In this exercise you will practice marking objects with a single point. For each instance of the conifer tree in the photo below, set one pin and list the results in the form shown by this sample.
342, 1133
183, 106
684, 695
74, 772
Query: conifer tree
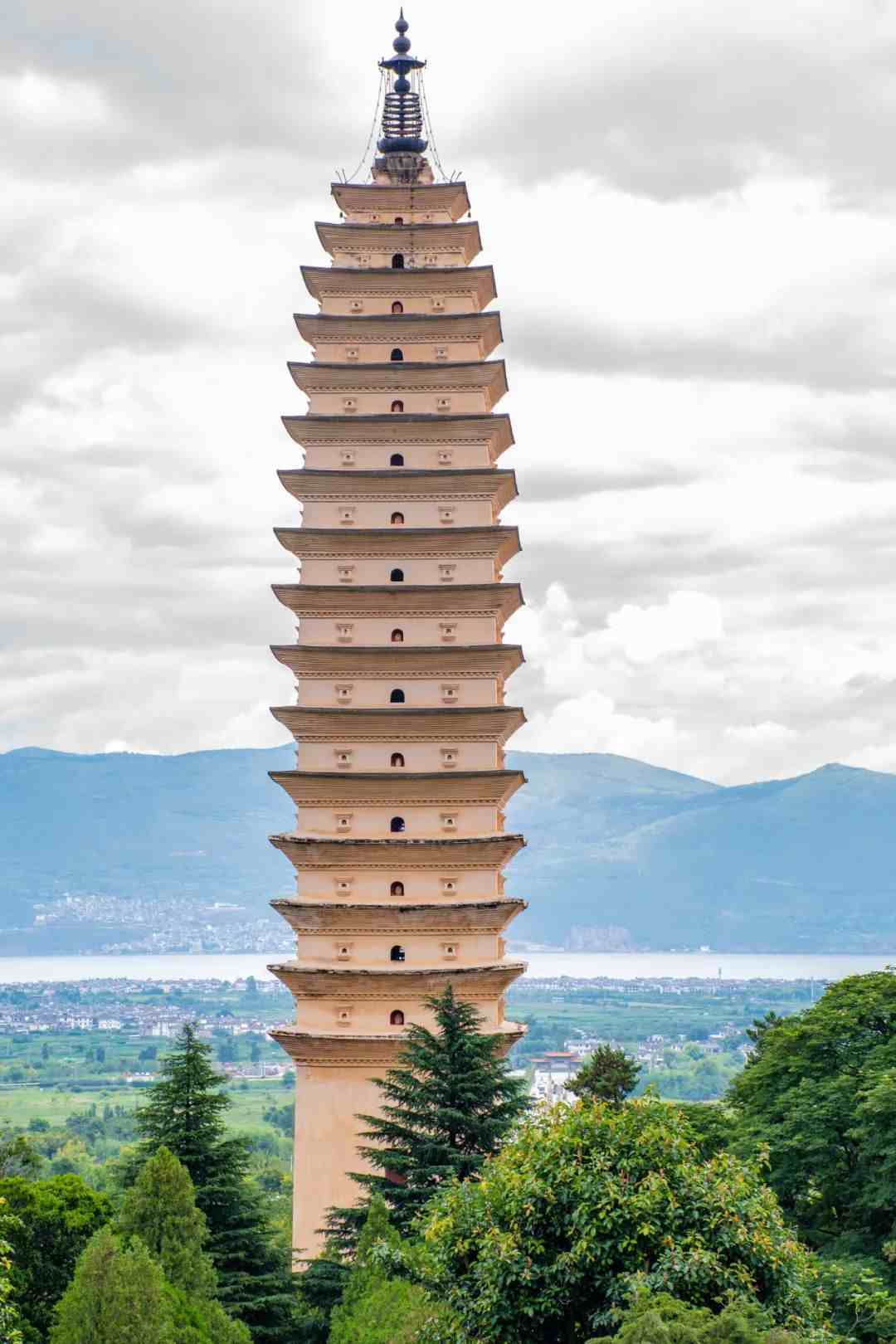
117, 1296
184, 1113
607, 1074
446, 1108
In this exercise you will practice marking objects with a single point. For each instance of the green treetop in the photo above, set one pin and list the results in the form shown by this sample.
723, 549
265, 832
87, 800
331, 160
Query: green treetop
449, 1105
606, 1075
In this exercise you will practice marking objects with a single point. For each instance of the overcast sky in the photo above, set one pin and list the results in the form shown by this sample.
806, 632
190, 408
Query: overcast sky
691, 212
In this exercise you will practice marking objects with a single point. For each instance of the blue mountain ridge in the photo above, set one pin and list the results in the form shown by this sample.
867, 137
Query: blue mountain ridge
621, 854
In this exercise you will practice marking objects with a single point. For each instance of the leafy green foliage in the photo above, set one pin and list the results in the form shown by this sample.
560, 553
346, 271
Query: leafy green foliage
160, 1209
184, 1114
54, 1220
661, 1319
592, 1199
449, 1105
117, 1296
820, 1092
607, 1074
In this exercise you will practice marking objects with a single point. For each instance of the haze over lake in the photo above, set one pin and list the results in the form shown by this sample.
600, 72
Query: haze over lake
582, 965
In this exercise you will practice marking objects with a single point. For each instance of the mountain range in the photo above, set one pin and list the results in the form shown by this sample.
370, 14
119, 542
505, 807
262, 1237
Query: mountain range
621, 854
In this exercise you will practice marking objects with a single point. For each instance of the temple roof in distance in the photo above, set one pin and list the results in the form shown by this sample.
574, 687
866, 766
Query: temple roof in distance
402, 377
405, 238
499, 543
401, 659
500, 600
499, 487
401, 431
402, 327
340, 788
321, 281
494, 723
450, 197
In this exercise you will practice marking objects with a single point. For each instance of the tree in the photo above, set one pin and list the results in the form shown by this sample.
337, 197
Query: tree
450, 1103
820, 1090
160, 1207
56, 1220
375, 1308
590, 1200
606, 1075
117, 1296
184, 1114
10, 1319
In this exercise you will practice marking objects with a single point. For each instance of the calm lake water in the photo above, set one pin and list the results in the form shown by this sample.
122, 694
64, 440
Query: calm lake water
581, 965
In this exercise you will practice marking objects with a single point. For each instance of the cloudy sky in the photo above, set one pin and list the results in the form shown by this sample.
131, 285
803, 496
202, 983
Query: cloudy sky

REQUIRED ACTION :: In how many lines of the preceding material does the word "cloudy" occur? Answer with the number only.

EXERCISE RESPONSE :: 2